**EXTRACT PROVIDED**
--- --- ---

> Functionality and Features
> The Pi Board is an advanced automated chess system powered by a Raspberry Pi, utilizing an XY stepper motor mechanism and magnets to move chess pieces seamlessly across the board. The development process involved several key stages, including precise calibration of stepper motor coordinates, calculating the weight of each piece for accurate handling, integrating a robust chess engine, and optimizing piece-grabbing strategies and movement detection. Special attention was given to selecting the most efficient algorithm to minimize the stepper motors' power consumption.
Is there a reason for the marketing speech? I'm assuming most people interested in this would rather read engineering speech, like so:
> The Pi Board, as the name suggests, uses a Raspberry Pi under the hood to calculate engine moves from <Stockfish? Leela Zero?>, and move the pieces with a series of stepper motors and magnets. We spent a significant amount of effort minimizing power consumption, including weighing the individual pieces to get more efficient grabbing and moving motions for each one.
Probably an LLM-assisted blog post.
It must be. The part about minimizing the stepper motor power consumption is nonsensical. Steppers use the same current whether moving or stationary.
You can absolutely adjust the current for a stepper motor. Lower currents use less power, but have less torque, leading to an increased chance of missed steps. In a system like this, the motor torque becomes a linear force to move a belt — and the force required to move the belt depends on if a piece is moving with it, and which piece. It’s perfectly reasonable to bump up motor current when moving a piece, and bump it down when moving just the belt to grab the next piece.
> Steppers use the same current whether moving or stationary.
You can turn off the power when you're not moving it, assuming it doesn't need to hold anything in its place (like in this application).
E.g. https://www.allegromicro.com/-/media/files/datasheets/a5984-... describes how its current control in general works for this stepper motor driver in page 9 (certainly not using the same current always) and in page 12 how to use its ENABLE signal to control FETs and SLEEP to further reduce power usage.
Only the most naive stepper driver will drive a stationary motor at full current
That's an immediate disqualifier for everything (for me) unfortunately.
I would suggest keeping an open mind. I use LLMs to check, my writing and if could be could improved. English is not first language and I am not confident enough to know if what I wrote comes across professionally or not. May be the author of the blog post has the same issue.
English is my fourth language and I much prefer reading something that is imperfect but written by a human to something auto-generated. That feels as if we someone would say "I'm busy, talk to my agent instead."

--- --- ---

**SUPPLIED MATERIAL**
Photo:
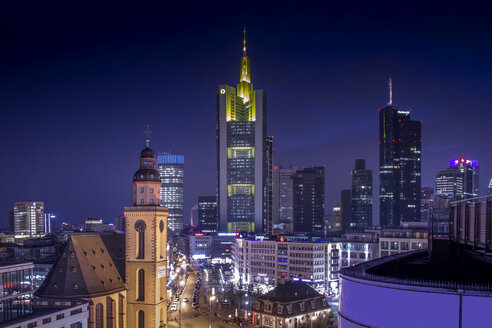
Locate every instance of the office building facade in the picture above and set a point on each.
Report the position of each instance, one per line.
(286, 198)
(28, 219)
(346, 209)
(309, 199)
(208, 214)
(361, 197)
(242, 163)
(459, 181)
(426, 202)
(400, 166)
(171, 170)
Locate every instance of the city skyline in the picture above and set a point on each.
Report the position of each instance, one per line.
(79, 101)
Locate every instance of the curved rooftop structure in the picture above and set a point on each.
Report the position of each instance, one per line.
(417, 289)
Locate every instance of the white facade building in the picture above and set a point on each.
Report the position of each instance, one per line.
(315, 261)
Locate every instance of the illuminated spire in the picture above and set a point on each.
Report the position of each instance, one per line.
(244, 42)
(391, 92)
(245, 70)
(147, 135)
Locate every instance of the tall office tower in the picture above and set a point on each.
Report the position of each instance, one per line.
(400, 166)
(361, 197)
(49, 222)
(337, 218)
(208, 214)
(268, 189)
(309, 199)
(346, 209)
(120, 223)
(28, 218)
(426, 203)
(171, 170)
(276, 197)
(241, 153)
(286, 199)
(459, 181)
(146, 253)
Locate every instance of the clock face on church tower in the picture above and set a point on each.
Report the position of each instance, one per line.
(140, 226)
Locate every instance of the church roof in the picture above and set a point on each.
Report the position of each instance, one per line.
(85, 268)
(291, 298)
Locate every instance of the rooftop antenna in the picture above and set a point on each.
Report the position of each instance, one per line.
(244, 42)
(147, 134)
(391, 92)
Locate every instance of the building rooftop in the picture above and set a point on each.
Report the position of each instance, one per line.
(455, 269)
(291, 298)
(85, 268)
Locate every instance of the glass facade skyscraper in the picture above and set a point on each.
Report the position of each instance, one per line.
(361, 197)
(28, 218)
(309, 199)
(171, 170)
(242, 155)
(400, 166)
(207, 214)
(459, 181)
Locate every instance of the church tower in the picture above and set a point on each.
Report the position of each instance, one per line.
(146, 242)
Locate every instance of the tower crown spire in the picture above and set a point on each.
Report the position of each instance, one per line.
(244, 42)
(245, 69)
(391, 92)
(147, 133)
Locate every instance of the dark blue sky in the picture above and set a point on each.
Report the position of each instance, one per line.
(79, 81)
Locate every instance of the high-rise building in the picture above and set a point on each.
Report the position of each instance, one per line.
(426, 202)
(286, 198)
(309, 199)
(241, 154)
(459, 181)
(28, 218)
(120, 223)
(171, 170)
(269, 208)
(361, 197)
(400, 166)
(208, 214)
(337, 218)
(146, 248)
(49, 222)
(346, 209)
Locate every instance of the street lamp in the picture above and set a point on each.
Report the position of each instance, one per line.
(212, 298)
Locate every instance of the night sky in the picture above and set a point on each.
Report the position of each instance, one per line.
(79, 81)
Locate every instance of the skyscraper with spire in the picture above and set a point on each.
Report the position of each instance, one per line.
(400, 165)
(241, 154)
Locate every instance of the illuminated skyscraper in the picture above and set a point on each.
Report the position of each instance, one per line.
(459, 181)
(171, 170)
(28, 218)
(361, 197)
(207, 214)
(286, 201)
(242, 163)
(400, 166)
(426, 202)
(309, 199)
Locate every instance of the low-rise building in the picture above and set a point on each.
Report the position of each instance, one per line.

--- --- ---

**REQUIRED ACTION**
Repeat word for word the passage of the Pi Board discussion starting at "It must be." and ending at "the next piece.".

**REPLY**
It must be. The part about minimizing the stepper motor power consumption is nonsensical. Steppers use the same current whether moving or stationary.
You can absolutely adjust the current for a stepper motor. Lower currents use less power, but have less torque, leading to an increased chance of missed steps. In a system like this, the motor torque becomes a linear force to move a belt — and the force required to move the belt depends on if a piece is moving with it, and which piece. It’s perfectly reasonable to bump up motor current when moving a piece, and bump it down when moving just the belt to grab the next piece.